▶ WORK REQUIRED: Return every line of the data that contains the word "roof".

▶ ITEMS:
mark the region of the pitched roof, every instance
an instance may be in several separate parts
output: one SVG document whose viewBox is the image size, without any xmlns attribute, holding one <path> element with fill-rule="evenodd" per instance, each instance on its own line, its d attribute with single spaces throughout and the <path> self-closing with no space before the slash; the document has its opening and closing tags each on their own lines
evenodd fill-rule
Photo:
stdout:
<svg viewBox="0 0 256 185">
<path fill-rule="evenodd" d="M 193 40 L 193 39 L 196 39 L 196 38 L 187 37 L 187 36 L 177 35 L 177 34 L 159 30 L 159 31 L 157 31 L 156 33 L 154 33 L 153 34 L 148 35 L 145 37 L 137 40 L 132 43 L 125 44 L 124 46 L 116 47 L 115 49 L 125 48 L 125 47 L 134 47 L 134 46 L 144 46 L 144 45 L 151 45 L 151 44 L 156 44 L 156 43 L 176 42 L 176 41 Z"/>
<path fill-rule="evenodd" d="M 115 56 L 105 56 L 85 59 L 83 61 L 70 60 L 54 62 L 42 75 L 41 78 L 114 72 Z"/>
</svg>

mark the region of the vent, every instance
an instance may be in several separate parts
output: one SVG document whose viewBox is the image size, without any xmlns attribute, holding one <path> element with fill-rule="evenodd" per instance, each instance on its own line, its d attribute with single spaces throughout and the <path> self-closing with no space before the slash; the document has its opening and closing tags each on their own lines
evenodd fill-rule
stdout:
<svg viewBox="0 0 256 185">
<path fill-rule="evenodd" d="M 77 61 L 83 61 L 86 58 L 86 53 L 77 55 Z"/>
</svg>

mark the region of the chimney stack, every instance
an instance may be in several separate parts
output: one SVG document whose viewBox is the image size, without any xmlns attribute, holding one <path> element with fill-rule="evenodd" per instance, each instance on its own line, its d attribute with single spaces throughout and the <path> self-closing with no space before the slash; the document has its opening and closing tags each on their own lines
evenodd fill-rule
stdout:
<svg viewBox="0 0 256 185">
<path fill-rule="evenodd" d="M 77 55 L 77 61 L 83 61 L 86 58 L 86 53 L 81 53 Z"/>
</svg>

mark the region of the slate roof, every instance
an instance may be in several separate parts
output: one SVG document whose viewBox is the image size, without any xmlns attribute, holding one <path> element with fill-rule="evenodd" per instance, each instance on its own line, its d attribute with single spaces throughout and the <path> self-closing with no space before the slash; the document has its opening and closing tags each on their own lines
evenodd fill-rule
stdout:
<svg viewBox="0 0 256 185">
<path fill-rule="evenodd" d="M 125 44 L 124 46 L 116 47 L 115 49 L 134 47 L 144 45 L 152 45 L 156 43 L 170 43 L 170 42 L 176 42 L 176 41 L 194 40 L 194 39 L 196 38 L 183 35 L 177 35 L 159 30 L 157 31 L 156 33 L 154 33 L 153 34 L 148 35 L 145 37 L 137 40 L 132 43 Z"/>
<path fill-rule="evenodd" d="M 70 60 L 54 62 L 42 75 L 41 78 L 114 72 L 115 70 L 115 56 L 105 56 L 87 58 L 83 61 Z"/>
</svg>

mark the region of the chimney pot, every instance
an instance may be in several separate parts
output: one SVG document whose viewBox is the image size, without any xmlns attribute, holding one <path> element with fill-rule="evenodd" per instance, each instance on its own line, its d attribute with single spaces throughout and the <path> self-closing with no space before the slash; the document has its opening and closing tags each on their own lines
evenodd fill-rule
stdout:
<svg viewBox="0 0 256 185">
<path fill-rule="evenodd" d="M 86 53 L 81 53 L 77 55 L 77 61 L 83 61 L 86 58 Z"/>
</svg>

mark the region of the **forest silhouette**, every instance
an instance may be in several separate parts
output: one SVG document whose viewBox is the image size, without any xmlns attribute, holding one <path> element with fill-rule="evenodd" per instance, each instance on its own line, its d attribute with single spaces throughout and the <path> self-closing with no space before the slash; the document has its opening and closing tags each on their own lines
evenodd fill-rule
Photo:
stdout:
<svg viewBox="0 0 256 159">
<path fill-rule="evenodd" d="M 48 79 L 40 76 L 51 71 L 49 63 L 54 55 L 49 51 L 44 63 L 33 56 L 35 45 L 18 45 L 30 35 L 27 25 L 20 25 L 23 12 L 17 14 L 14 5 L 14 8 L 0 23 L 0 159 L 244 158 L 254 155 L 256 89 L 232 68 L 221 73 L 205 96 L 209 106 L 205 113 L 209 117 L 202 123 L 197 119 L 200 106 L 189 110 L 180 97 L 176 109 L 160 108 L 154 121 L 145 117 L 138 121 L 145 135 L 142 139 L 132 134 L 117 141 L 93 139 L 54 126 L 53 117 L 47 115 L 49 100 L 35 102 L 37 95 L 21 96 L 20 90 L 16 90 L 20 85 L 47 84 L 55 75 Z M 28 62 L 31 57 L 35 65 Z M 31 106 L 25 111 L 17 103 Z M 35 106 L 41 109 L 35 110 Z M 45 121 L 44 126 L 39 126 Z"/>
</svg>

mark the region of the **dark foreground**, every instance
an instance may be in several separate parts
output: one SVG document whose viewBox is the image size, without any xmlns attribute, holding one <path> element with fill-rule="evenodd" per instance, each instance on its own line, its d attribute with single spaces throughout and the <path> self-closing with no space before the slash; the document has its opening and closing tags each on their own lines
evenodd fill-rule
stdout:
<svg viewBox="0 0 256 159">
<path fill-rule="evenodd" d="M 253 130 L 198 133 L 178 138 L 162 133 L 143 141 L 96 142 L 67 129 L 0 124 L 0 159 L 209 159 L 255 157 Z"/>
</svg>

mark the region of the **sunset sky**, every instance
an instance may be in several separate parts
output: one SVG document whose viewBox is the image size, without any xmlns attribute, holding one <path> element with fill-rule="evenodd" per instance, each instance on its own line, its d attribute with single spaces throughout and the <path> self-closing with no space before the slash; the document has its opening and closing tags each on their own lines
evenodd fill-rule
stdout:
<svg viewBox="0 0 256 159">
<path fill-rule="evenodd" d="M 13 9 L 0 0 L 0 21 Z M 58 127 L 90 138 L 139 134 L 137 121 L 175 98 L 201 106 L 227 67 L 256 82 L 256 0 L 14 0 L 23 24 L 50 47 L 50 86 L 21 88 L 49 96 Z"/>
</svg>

▶ RESULT OF THIS TASK:
mark the region of the pitched roof, every instance
mark the region of the slate roof, every instance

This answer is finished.